### [RECORDED INFORMATION]
[start]

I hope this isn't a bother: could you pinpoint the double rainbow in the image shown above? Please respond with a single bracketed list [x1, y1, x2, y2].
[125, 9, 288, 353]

[end]
[start]

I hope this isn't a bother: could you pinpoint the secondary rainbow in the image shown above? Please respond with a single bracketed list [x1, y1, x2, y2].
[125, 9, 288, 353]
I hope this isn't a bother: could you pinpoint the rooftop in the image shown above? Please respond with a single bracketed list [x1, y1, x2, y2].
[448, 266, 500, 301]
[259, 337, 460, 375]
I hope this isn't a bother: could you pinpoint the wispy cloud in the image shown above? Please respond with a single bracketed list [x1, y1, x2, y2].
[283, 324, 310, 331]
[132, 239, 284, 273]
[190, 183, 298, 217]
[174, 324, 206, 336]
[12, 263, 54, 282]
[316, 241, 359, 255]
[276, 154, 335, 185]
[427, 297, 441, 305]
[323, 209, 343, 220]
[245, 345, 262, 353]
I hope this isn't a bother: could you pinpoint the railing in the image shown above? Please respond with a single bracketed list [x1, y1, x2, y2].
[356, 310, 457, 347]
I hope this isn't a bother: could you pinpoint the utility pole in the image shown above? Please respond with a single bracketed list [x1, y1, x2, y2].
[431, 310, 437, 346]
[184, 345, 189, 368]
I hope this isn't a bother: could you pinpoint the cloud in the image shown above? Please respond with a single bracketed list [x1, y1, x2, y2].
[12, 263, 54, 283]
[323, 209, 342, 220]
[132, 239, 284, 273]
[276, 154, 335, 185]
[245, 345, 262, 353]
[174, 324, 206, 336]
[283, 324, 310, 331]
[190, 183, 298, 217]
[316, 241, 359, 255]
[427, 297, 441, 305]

[end]
[start]

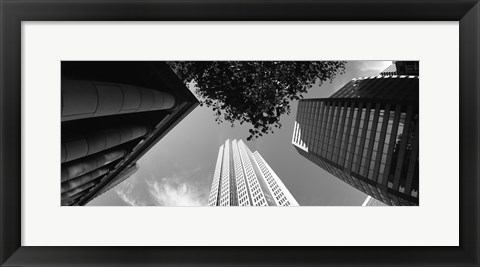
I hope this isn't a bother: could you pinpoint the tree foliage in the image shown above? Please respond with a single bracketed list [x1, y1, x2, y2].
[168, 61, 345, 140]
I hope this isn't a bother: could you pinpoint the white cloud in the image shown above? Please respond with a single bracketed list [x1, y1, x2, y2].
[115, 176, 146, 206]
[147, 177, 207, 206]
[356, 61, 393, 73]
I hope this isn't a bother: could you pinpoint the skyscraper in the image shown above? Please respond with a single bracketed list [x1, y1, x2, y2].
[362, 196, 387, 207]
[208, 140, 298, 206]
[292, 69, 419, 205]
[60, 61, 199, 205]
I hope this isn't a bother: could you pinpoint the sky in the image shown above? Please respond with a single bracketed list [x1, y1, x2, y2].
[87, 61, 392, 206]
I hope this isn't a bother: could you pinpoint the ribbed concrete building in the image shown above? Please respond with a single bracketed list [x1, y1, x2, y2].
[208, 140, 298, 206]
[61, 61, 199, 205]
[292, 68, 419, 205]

[end]

### [PROMPT]
Copy out the material word for word, beginning with the line that contains "I hope this isn't a bother: could you pinpoint the white" and continuing through the line that contains "[356, 61, 393, 73]", both included.

### [COMPLETE OUTPUT]
I hope this isn't a bother: could you pinpoint the white cloud in the image shown above? Please respond with a single bracketed list [x1, y1, x2, y2].
[115, 176, 146, 206]
[147, 177, 207, 206]
[356, 61, 393, 73]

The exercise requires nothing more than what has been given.